● **Task prompt**
Could you write out all of the data again, word for word?

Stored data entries
# # # # # # #
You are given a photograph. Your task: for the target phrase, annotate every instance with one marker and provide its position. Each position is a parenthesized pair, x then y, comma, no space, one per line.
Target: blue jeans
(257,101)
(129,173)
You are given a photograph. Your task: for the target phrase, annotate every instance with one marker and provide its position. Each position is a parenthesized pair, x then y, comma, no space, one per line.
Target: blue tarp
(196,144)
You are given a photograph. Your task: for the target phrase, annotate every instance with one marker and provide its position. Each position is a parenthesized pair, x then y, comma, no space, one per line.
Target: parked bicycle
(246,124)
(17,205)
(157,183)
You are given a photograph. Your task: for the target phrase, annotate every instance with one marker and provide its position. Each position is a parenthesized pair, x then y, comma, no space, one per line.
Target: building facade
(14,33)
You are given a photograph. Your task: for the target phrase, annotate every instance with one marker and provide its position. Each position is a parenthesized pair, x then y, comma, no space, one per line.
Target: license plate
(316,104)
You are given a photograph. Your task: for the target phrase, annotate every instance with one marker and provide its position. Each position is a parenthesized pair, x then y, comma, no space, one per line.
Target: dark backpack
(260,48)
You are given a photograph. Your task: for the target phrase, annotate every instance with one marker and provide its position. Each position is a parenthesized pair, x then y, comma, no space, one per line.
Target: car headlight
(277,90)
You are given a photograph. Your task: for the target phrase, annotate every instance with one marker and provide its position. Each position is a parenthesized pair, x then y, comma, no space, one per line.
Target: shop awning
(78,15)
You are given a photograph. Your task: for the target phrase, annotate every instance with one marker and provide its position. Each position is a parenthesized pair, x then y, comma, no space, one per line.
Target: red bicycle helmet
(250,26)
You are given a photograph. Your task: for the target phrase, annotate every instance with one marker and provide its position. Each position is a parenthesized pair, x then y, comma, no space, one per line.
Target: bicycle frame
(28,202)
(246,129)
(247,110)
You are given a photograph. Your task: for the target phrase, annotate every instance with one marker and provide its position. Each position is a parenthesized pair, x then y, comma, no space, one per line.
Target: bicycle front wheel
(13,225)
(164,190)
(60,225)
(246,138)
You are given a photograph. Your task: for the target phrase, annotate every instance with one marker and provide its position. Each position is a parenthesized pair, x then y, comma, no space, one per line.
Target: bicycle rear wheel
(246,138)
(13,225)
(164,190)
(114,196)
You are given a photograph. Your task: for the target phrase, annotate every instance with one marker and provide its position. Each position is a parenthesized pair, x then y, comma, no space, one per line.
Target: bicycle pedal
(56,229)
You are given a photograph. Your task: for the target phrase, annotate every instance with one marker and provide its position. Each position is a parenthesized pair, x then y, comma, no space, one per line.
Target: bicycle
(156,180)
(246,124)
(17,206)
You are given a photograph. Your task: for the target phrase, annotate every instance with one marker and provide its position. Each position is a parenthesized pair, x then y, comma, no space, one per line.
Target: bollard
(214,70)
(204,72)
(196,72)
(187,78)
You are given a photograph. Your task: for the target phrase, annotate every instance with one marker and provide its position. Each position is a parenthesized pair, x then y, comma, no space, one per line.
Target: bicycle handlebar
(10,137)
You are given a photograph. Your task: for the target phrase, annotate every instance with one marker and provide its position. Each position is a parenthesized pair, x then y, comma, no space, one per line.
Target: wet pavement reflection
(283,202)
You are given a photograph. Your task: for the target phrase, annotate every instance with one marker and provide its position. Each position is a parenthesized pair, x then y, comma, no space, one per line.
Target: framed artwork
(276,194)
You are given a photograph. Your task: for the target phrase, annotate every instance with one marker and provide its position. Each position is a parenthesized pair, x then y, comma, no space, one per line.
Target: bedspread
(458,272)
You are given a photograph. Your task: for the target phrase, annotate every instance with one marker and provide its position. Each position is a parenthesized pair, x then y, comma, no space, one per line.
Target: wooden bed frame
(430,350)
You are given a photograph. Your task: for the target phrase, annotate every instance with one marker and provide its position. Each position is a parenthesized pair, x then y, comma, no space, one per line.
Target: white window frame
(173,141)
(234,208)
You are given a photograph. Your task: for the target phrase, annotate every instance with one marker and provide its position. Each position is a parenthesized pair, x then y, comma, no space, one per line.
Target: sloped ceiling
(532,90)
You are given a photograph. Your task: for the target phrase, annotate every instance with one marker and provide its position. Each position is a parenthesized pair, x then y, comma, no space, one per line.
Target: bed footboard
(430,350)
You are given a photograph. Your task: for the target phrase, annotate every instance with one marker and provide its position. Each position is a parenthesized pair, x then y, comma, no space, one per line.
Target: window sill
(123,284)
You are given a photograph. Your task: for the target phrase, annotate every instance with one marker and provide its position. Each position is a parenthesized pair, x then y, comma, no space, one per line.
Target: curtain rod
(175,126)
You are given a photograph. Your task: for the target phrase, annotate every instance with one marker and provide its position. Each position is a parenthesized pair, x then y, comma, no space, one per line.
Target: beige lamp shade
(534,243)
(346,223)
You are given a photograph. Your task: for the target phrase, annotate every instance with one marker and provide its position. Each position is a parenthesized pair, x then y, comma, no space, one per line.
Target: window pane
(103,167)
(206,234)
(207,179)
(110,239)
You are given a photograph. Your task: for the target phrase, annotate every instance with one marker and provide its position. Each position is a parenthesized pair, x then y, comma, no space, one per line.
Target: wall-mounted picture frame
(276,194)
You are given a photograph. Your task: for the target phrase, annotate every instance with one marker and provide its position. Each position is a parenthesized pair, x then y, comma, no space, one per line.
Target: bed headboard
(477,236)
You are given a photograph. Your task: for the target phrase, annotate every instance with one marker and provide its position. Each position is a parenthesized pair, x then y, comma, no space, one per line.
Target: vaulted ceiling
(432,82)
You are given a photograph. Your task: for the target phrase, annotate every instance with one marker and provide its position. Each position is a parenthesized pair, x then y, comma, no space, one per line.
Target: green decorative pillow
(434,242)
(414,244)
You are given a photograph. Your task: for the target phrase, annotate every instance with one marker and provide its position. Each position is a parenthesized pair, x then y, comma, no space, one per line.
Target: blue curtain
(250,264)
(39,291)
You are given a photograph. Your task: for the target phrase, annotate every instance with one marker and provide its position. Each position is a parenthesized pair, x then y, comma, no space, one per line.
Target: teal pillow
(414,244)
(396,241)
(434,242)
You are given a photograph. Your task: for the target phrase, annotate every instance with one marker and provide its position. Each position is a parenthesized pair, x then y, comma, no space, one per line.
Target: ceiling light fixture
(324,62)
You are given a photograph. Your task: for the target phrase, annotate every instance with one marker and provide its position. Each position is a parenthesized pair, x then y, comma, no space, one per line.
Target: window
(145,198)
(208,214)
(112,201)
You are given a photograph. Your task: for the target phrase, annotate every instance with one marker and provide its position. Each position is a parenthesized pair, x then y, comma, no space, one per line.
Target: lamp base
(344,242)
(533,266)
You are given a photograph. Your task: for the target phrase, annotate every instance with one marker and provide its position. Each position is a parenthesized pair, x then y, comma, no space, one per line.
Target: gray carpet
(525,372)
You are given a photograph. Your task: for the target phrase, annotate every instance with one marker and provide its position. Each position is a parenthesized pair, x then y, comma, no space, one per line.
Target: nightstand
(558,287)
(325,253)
# # # # # # #
● **Result of this task**
You are given a photograph. Your task: for the target phrase, annotate every instance with one marker and provide its position. Each position is a parenthesized pair, x then y, comma, no space, one per line.
Target: blue jeans
(257,101)
(129,173)
You are given a photograph. Your task: for the target phrase, annotate every instance with one marker and provide its position. Each position is a parenthesized pair, x then y, comma, no space, one per line.
Target: blue tarp
(196,144)
You are given a photograph. Your task: for the target phrase, annotate every instance with one marker and provide its position. Each position is a parenthesized pair, x then y, comma, no space, one per line.
Target: parked bicycle
(246,124)
(17,205)
(157,183)
You are given a photograph. Your task: for the target phrase, annotate every instance with one marker and provide its position. Each position is a parenthesized pair, x then y, comma, no space, one per line.
Target: building facade
(14,33)
You are given a photograph. Your task: for the target phrase, annotate every instance with one marker and provide its position. Each position is a parenthesized pair, x then y, comma, no space, one per line.
Target: license plate
(316,104)
You are given a photograph. Your task: for the target phrase, annotate every instance with one marker and provide its position. Each position is a parenthesized pair, x then y, comma, no space, one per line.
Target: dark backpack
(260,48)
You are given a photograph. Your task: for the target phrase, annotate every instance with one marker and provide its position. Each position is a parenthesized pair, x then y, comma, no space, one per line.
Target: car headlight
(277,90)
You are given a photograph. Your task: for the target phrase, annotate every instance with one marker and provide its position. Each position is a parenthesized pair, x then y, comma, no space, one per line.
Target: shop awning
(78,15)
You are given a photograph. Your task: for the target phrase, annotate every instance with one marker and provide its position. Each position is a parenthesized pair, x then y, comma, no space, one per line.
Target: red bicycle helmet
(250,26)
You are given a photograph. Your task: for the target phrase, annotate every instance with one marker and provide its position. Each position is a parenthesized pair, x then y, comma, no space, one per line.
Target: bicycle frame
(28,202)
(246,129)
(247,110)
You are given a photograph. Your task: for the target phrase, annotate every instance with one marker and provide its position. Each position is a parenthesized pair, x then y, comma, no space, one per line.
Target: bicycle front wheel
(13,225)
(164,190)
(60,225)
(246,138)
You are given a photograph. Your task: for the target phrase, annotate every instance with one marker and provide its position. Each position is a parenthesized pair, x then y, comma, no space, one per line.
Target: bicycle rear wheel
(246,138)
(13,225)
(164,190)
(114,196)
You are given a photograph. Your task: for the target phrase, annotate every instance with one marker and provide its position. Each position is a parenthesized pair, x then y, comma, no space, one per line.
Target: bicycle pedal
(56,229)
You are given a photograph. Your task: for the target phrase, annotate every instance with one marker and provide its position. Each position is a parenthesized pair, x then y, comma, no space, one per line.
Target: bicycle
(156,180)
(246,124)
(17,206)
You are given a photograph. Your task: for the target phrase, annotate every instance with one marker and provide its position. Each position is a parenthesized pair, x then y, comma, no space, one per line.
Target: bollard
(214,70)
(204,72)
(196,72)
(187,78)
You are given a photograph. Your task: for the target phrase, annotate every instance with one marker and provide its position. Each position is a parenthesized pair, x then y, comma, no space, one per line.
Target: bicycle handlebar
(10,137)
You are given a photograph. Your task: for the target phrase, annotate every instance with one marker and provide its position. Each position is a parenthesized pair, x then y, comma, no space, one per line.
Target: wet pavement reflection
(283,202)
You are given a photograph. Your task: for the target phrase, annotate every instance with one marker and provide its position. Each position is a parenthesized pair, x then y, comma, no space, one per line.
Target: framed artwork
(276,194)
You are given a photograph. Your task: for the target phrase, annotate every instance with one marker and provide its position. Each position is a parenthesized pair, x then y, comma, no space, one per line.
Target: bedspread
(458,272)
You are given a photograph. Your task: for the target phrase, annotate every instance with one marker and provide its position. Each position is a parenthesized pair, x then y, comma, no space, one per line.
Target: wooden bed frame
(430,350)
You are given a photograph. Your task: for the target phrase, annotate every instance with one marker and provide its position. Each position is a parenthesized pair, x then y, comma, no space, one per line.
Target: white window frame
(173,141)
(234,208)
You are given a photograph. Your task: for the target phrase, annotate every instance with one marker and provide its position. Each position is a parenthesized pair, x then y, comma, no space, one per line.
Target: sloped ceiling
(532,90)
You are given a photograph. Your task: for the target phrase, annotate every instance with one marker and provide its position. Each position is a parenthesized pair, x then y, comma, no space, one per line.
Target: bed footboard
(430,350)
You are given a photograph. Your task: for the target phrase, annotate every instance with one marker and provide its position. Each position is a parenthesized pair, x then y, comma, no space, one per line.
Target: window sill
(123,284)
You are given a photograph. Your task: for the target phrase, annotate every instance with one marker and provide its position. Each position is a parenthesized pair, x then y, comma, no space, one per line.
Target: curtain rod
(175,126)
You are given a photograph. Your task: for the target phrase, annotate every instance with one marker and provide its position. Each position is a parenthesized pair, x then y, comma, no space, one per line.
Target: beige lamp shade
(534,243)
(346,223)
You are given a photograph. Your task: for the target phrase, annotate every instance with one marker and provide its position. Each position is a parenthesized pair, x then y, comma, no space, one per line.
Target: window pane
(103,167)
(206,234)
(207,179)
(110,239)
You are given a photograph. Your task: for the target phrase, annotate every instance with one marker and provide its position. Each position is a parenthesized pair, x then y, comma, no space, one per line.
Target: wall-mounted picture frame
(276,194)
You are given a photograph. Your task: for the target phrase, annotate every instance with one marker and provide its position. Each position is a parenthesized pair, x then y, comma, no space, one per line.
Target: bed headboard
(477,236)
You are given a photograph. Your task: for the target phrase, annotate every instance with one marker and provide its position. Each position is a parenthesized pair, x then y, comma, no space, one per line.
Target: vaulted ceiling
(432,82)
You are given a photograph. Your task: for the target phrase, annotate every instance with one marker and provide its position. Each position is a parenthesized pair, x then y, comma, no space, one per line.
Target: green decorative pillow
(434,242)
(414,244)
You are given a photograph. Your task: for the target phrase, annotate every instance with one marker and provide its position. Each position is a parenthesized pair, x then y, comma, no space, one per line.
Target: blue curtain
(250,264)
(39,291)
You are given a photograph. Your task: for the target phrase, annotate every instance with one marker and provide its position. Each position is a parenthesized pair, x then y, comma, no space, one per line.
Target: teal pillow
(414,244)
(396,241)
(434,242)
You are given a photograph. Your task: for the target phrase, annotate every instance with one marker and provide its position. Each position is a parenthesized pair, x then y, comma, no space, one per line.
Target: ceiling light fixture
(324,62)
You are given a photograph. Your task: for the target phrase, annotate every instance with one marker and provide its position. Each position is a parenthesized pair, x then y, comma, no space, one per line.
Target: window
(145,198)
(208,214)
(112,201)
You are given a photograph. Your task: for the target phrase, annotate every instance with one marker and provide its position. Each position is a parenthesized pair, x then y, comma, no space, one per line.
Target: lamp base
(344,242)
(533,266)
You are given a photograph. Your task: for the target phrase, annotate every instance with one marker and provide its position. Each position is a parenthesized pair, x then y, comma, no space, one per line.
Target: gray carpet
(525,372)
You are given a photograph. Your task: for the target phrase, annotate every instance with one marker and provide its position. Each position is a parenthesized pair, x then y, comma, no space, one per line.
Target: nightstand
(558,287)
(325,253)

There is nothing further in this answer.